Task material section start
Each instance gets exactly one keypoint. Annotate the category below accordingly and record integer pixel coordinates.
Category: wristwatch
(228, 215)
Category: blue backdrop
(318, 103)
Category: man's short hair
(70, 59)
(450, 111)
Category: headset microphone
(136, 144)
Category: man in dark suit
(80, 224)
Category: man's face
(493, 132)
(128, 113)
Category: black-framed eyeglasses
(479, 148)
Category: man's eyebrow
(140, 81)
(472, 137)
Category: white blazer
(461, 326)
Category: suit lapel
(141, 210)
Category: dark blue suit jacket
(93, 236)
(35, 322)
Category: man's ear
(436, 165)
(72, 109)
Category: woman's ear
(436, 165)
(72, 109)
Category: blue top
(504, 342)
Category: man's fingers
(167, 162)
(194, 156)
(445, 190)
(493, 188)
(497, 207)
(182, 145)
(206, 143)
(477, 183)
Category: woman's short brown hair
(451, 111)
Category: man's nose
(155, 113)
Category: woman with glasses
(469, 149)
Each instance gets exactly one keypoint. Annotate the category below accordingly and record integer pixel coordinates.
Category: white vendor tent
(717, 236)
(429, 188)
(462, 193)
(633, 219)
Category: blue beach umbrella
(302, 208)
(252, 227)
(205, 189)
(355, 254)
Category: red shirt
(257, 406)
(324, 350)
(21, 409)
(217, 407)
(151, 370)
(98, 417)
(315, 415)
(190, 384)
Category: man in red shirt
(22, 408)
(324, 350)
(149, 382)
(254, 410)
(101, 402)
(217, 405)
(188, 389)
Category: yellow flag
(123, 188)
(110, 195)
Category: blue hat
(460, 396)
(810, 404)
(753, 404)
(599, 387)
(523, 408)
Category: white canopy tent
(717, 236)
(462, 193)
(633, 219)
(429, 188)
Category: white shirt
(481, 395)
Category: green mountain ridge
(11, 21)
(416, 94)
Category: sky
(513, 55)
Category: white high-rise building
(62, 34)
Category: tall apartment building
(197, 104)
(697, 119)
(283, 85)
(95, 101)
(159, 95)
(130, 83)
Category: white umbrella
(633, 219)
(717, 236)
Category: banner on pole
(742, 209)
Task material section end
Your goal -> Could you set down exactly the lines above, from the one containing "Category: green mountain ridge" through the last, including both and nothing else?

Exercise result ->
Category: green mountain ridge
(11, 21)
(416, 94)
Category: sky
(513, 55)
Category: white high-rise building
(62, 34)
Category: tall apartment building
(197, 104)
(697, 119)
(283, 85)
(95, 101)
(159, 95)
(130, 83)
Category: white umbrella
(633, 219)
(717, 236)
Category: banner on pole
(742, 209)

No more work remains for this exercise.